Nick B edited this page Oct 20, 2021 · 4 revisions

Visualization methods like those described on the 'Visualizations' wiki page can be used to produce figures like those in the publications listed in the publications section of the 'Additional Project Details' wiki page.

ANACIN-X can produce the following types of visualizations. So we will outline how to reproduce corresponding visualizations from the publications.

  • The relationship between kernel distance and slices of an applications execution.
  • The relative frequency of appearances of function callstacks in execution slices with high amounts of non-determinism.
  • The relationship between kernel distance and message non-determinism percentage in one of the provided benchmark applications.

For figures in the paper "Identifying Degrees and Sources of Non-Determinism in MPI Applications via Graph Kernels.", we outline the process for reproducing such figures. If the user has access to the applications miniAMR and MCB, such visualizations can be reproduced as follows.

  1. Generate traces, event graphs, and kernel distance data for both miniAMR and MCB using the settings outlined in the paper. Details on how to generate traces, event graphs, and kernel distance data are found in the wiki page 'Running ANACIN-X'
  2. Use visualization procedures within the wiki page 'Visualization' to generate figures relevant to each type of data. We outline this the following figures in the paper.

— Supplied data —
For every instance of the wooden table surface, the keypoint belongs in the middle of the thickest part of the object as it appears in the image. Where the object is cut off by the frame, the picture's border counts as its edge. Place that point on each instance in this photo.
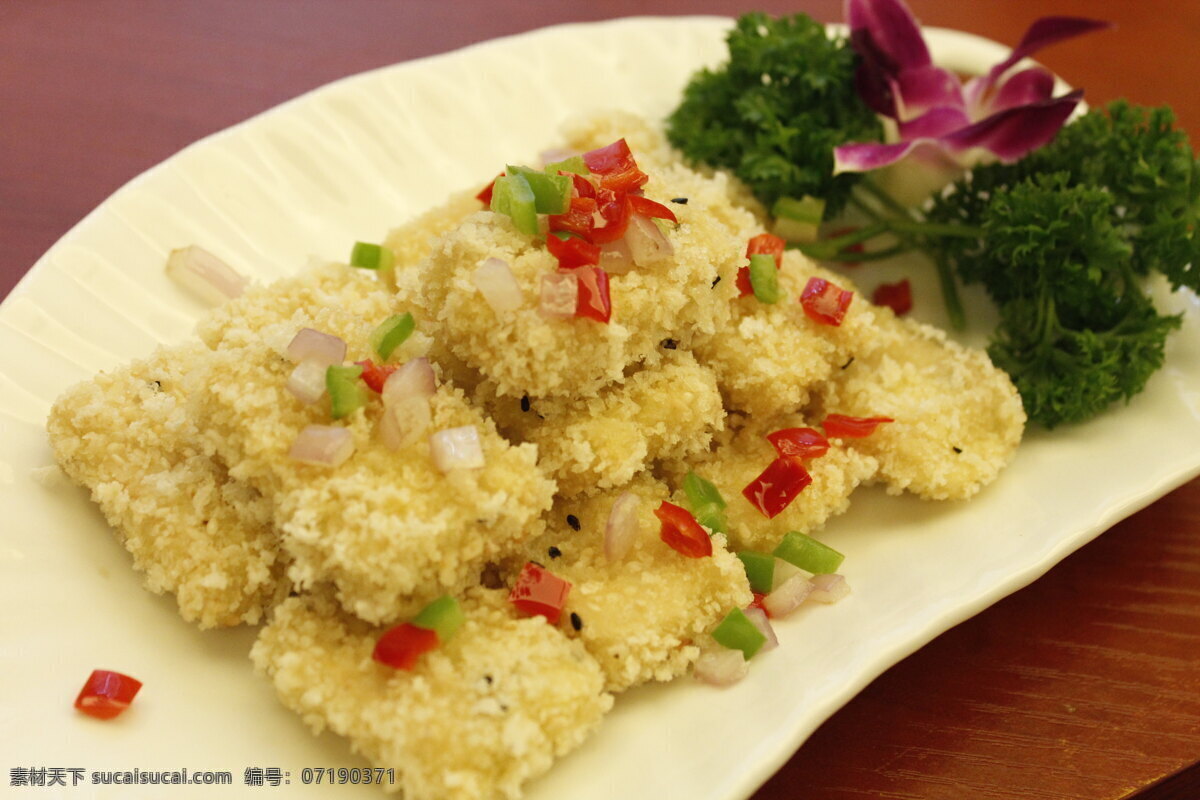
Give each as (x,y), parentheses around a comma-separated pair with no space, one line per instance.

— Written task —
Condense the paragraph of the ANACIN-X page above that begins "For figures in the paper" into one sentence, keeping its main facts.

— Answer in full —
Users with access to the applications miniAMR and MCB can reproduce the figures from the paper "Identifying Degrees and Sources of Non-Determinism in MPI Applications via Graph Kernels." by following the outlined process.